## What is expected
Read the entries that follow and give each one again precisely.

[Dataset entries]
Content starts

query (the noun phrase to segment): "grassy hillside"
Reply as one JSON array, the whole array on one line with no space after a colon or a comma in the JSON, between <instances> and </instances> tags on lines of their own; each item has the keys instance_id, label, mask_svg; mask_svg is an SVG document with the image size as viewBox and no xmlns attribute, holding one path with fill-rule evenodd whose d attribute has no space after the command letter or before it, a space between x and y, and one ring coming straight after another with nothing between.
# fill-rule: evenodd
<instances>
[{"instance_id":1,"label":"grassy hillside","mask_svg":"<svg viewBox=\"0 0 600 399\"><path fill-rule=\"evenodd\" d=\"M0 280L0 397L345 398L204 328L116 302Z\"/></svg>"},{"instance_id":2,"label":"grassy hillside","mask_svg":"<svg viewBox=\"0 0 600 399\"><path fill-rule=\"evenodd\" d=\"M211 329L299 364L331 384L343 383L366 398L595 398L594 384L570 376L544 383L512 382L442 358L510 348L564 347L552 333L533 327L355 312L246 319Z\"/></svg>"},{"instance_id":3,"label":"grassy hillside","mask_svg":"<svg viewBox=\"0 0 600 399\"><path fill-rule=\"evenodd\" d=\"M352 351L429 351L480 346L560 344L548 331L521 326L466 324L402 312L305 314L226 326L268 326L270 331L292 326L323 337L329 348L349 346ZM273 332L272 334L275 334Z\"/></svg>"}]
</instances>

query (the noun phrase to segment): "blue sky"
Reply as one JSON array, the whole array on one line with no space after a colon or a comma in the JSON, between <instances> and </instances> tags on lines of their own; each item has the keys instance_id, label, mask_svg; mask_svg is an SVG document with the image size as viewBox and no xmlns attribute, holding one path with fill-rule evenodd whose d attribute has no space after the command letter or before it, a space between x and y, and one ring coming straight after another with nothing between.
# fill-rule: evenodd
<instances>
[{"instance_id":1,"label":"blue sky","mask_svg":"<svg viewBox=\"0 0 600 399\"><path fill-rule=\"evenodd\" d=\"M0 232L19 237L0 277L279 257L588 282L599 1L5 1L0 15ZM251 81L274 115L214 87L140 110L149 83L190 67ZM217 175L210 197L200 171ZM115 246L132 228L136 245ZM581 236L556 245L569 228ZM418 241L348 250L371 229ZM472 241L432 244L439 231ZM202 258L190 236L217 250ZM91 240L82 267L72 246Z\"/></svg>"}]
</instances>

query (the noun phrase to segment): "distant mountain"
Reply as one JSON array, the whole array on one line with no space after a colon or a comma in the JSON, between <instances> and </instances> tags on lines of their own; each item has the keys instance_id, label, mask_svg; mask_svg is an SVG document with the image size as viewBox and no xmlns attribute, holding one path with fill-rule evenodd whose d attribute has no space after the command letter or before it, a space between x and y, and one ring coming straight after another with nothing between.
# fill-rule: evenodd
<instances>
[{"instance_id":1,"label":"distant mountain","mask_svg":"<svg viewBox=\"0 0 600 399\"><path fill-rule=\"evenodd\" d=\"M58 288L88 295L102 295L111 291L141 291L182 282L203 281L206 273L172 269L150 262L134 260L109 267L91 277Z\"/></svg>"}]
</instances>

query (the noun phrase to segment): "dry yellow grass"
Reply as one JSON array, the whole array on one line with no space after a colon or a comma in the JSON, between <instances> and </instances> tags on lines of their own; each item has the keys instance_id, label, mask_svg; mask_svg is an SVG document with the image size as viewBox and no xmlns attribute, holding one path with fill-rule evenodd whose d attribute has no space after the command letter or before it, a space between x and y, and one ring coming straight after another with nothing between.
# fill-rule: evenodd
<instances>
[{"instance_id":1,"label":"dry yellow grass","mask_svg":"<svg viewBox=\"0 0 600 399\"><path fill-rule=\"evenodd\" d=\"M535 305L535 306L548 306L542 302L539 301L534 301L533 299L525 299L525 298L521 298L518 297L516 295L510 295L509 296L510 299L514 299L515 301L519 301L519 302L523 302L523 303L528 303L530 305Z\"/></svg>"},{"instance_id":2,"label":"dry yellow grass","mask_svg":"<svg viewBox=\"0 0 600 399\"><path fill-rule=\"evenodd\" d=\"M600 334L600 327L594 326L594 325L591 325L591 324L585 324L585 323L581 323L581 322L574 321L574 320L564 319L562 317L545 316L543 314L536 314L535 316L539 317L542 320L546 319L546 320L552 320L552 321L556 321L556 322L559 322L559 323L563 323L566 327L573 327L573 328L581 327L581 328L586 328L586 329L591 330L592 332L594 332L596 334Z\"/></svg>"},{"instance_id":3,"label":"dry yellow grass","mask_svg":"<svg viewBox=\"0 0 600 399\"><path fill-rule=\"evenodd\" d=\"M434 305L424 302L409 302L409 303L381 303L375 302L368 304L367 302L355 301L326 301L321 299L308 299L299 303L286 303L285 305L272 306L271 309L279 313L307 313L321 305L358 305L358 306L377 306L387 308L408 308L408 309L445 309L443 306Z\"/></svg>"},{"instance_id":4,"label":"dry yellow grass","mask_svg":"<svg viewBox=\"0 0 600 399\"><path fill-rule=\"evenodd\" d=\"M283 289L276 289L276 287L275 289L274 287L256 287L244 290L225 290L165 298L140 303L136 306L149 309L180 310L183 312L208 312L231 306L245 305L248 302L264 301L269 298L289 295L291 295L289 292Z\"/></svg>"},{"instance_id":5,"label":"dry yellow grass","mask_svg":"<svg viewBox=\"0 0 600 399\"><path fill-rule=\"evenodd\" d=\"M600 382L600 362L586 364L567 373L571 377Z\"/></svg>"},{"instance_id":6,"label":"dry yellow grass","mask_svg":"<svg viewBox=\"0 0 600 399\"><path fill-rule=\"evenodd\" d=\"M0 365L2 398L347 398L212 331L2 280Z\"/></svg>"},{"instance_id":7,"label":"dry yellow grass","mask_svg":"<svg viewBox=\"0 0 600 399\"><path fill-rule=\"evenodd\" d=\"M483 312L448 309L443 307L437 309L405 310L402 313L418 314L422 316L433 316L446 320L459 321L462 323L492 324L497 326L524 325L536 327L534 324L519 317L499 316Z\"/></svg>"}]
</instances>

Content ends

## Answer section
query (the noun phrase to segment): "grassy hillside"
Reply as one JSON array, the whole array on one line with no space after a colon or a comma in the JSON, between <instances> and </instances> tags on lines of their own; each item has the keys instance_id, label, mask_svg; mask_svg is an SVG document with the image size as viewBox and no xmlns attribute, holding one path with fill-rule evenodd whose d attribute has no space after the command letter or before it, a space between x and y, and one ring coming straight after another with nothing between.
# fill-rule: evenodd
<instances>
[{"instance_id":1,"label":"grassy hillside","mask_svg":"<svg viewBox=\"0 0 600 399\"><path fill-rule=\"evenodd\" d=\"M0 280L0 397L345 398L204 328L116 302Z\"/></svg>"},{"instance_id":2,"label":"grassy hillside","mask_svg":"<svg viewBox=\"0 0 600 399\"><path fill-rule=\"evenodd\" d=\"M211 329L299 364L331 384L343 383L366 398L595 398L594 384L570 376L544 383L512 382L442 358L510 348L564 347L552 333L533 327L355 312L246 319Z\"/></svg>"},{"instance_id":3,"label":"grassy hillside","mask_svg":"<svg viewBox=\"0 0 600 399\"><path fill-rule=\"evenodd\" d=\"M352 351L429 351L480 346L560 344L548 331L521 326L466 324L402 312L305 314L226 326L268 326L270 331L292 326L323 337L329 348L349 346ZM273 332L272 334L275 334Z\"/></svg>"}]
</instances>

query (the noun phrase to segment): "blue sky"
Reply as one JSON array, the whole array on one line with no space after a colon or a comma in the JSON, between <instances> and </instances> tags on lines of their own; each item has the keys instance_id, label, mask_svg; mask_svg is an SVG document with the image size as viewBox and no xmlns attribute, holding one path with fill-rule evenodd whose d attribute has no space after the command letter or before it, a space between x and y, and one ring coming straight after another with nothing between.
# fill-rule: evenodd
<instances>
[{"instance_id":1,"label":"blue sky","mask_svg":"<svg viewBox=\"0 0 600 399\"><path fill-rule=\"evenodd\" d=\"M0 232L19 237L0 277L279 257L588 282L599 1L5 1L0 15ZM251 81L274 115L214 87L140 110L149 83L190 67ZM217 175L210 197L200 171ZM115 246L132 228L136 245ZM581 236L556 245L569 228ZM418 241L348 250L371 229ZM472 241L432 244L439 231ZM202 258L190 236L217 250ZM91 240L82 267L72 246Z\"/></svg>"}]
</instances>

query (the noun phrase to segment): "distant mountain"
Reply as one JSON array, the whole array on one line with no space after a colon or a comma in the JSON, between <instances> and </instances> tags on lines of their own; each item has the keys instance_id, label, mask_svg; mask_svg is an SVG document with the image size as viewBox and no xmlns attribute, holding one path with fill-rule evenodd whose d attribute has no space after the command letter or before it, a space between x and y, and one ring coming straight after another with nothing between.
# fill-rule: evenodd
<instances>
[{"instance_id":1,"label":"distant mountain","mask_svg":"<svg viewBox=\"0 0 600 399\"><path fill-rule=\"evenodd\" d=\"M58 288L88 295L102 295L111 291L141 291L182 282L203 281L206 273L172 269L150 262L134 260L109 267L91 277Z\"/></svg>"}]
</instances>

query (the noun phrase to segment): "dry yellow grass"
Reply as one JSON array, the whole array on one line with no space after a colon or a comma in the JSON, between <instances> and </instances> tags on lines of their own; each item has the keys instance_id, label, mask_svg; mask_svg is an SVG document with the image size as viewBox and no xmlns attribute, holding one path with fill-rule evenodd whose d attribute has no space after the command letter or before it, a space between x and y, and one ring coming straight after another with nothing between.
# fill-rule: evenodd
<instances>
[{"instance_id":1,"label":"dry yellow grass","mask_svg":"<svg viewBox=\"0 0 600 399\"><path fill-rule=\"evenodd\" d=\"M535 305L535 306L548 306L542 302L539 301L534 301L533 299L525 299L525 298L521 298L518 297L516 295L510 295L509 296L510 299L514 299L515 301L519 301L519 302L523 302L523 303L528 303L530 305Z\"/></svg>"},{"instance_id":2,"label":"dry yellow grass","mask_svg":"<svg viewBox=\"0 0 600 399\"><path fill-rule=\"evenodd\" d=\"M600 334L600 327L594 326L594 325L591 325L591 324L585 324L585 323L581 323L581 322L574 321L574 320L564 319L562 317L545 316L543 314L536 314L535 316L539 317L542 320L546 319L546 320L552 320L552 321L556 321L556 322L559 322L559 323L563 323L566 327L573 327L573 328L581 327L581 328L586 328L586 329L591 330L592 332L594 332L596 334Z\"/></svg>"},{"instance_id":3,"label":"dry yellow grass","mask_svg":"<svg viewBox=\"0 0 600 399\"><path fill-rule=\"evenodd\" d=\"M434 305L424 302L409 302L409 303L381 303L375 302L368 304L367 302L355 301L326 301L321 299L308 299L299 303L286 303L285 305L272 306L271 309L279 313L307 313L321 305L358 305L358 306L377 306L387 308L408 308L408 309L445 309L443 306Z\"/></svg>"},{"instance_id":4,"label":"dry yellow grass","mask_svg":"<svg viewBox=\"0 0 600 399\"><path fill-rule=\"evenodd\" d=\"M283 289L276 289L276 287L275 289L274 287L256 287L244 290L225 290L165 298L140 303L136 306L149 309L180 310L183 312L208 312L231 306L245 305L248 302L264 301L269 298L289 295L291 295L289 292Z\"/></svg>"},{"instance_id":5,"label":"dry yellow grass","mask_svg":"<svg viewBox=\"0 0 600 399\"><path fill-rule=\"evenodd\" d=\"M600 382L600 362L586 364L567 373L571 377Z\"/></svg>"},{"instance_id":6,"label":"dry yellow grass","mask_svg":"<svg viewBox=\"0 0 600 399\"><path fill-rule=\"evenodd\" d=\"M0 365L2 398L347 398L212 331L2 280Z\"/></svg>"},{"instance_id":7,"label":"dry yellow grass","mask_svg":"<svg viewBox=\"0 0 600 399\"><path fill-rule=\"evenodd\" d=\"M483 312L448 309L443 307L437 309L405 310L402 313L418 314L422 316L433 316L446 320L459 321L462 323L492 324L497 326L524 325L536 327L534 324L519 317L499 316Z\"/></svg>"}]
</instances>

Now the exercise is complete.